Come si riassume in due frasi il brano citato sul Codice dei contratti pubblici del 2023?

▸ **BRANO CITATO**
........
Non è certamente questa la sede per indugiare in un’analisi delle numerose e rilevanti innovazioni recate dal Codice del 2023. È interessante notare, tuttavia, che alcune di queste erano già state anticipate dai decreti “semplificazioni”, nel quadro delle misure urgenti adottate per l’attuazione del PNRR (d.l. 16 luglio 2020, n. 76 e d.l. 31 maggio 2021, n. 77).
Tale regime “transitorio-derogatorio” – che nell’intenzione del legislatore avrebbe dovuto applicarsi dapprima sino al 31 dicembre 2021 e, successivamente, sino al 30 giugno 2023 – ha trovato stabile ingresso nell’ordinamento, almeno in relazione a quelle norme che, introdotte come emergenziali, sono state recepite dal nuovo Codice dei contratti pubblici.
........
▸ **MATERIALE FORNITO**

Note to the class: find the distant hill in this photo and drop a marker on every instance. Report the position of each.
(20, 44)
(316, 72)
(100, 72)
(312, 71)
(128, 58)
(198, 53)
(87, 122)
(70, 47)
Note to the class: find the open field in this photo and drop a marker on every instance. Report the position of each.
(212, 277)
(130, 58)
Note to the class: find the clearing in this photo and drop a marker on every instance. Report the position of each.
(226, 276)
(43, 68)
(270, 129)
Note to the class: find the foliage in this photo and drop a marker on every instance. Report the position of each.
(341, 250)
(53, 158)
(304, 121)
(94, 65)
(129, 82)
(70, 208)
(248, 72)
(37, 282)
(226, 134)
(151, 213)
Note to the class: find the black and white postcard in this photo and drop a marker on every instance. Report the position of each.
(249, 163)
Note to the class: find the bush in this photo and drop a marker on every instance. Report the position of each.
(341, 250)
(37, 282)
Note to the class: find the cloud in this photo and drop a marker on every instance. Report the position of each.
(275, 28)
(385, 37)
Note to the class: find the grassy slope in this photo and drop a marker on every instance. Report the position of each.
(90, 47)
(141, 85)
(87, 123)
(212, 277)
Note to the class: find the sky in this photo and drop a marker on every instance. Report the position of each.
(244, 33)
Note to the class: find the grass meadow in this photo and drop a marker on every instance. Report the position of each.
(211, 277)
........
▸ **SPAZIO RISPOSTA**
Alcune delle innovazioni del Codice del 2023 erano già state anticipate dai decreti "semplificazioni" (d.l. 16 luglio 2020, n. 76 e d.l. 31 maggio 2021, n. 77), adottati come misure urgenti per l'attuazione del PNRR. Quel regime "transitorio-derogatorio" doveva applicarsi prima fino al 31 dicembre 2021 e poi fino al 30 giugno 2023, ma è entrato stabilmente nell'ordinamento, almeno per le norme emergenziali recepite dal nuovo Codice dei contratti pubblici.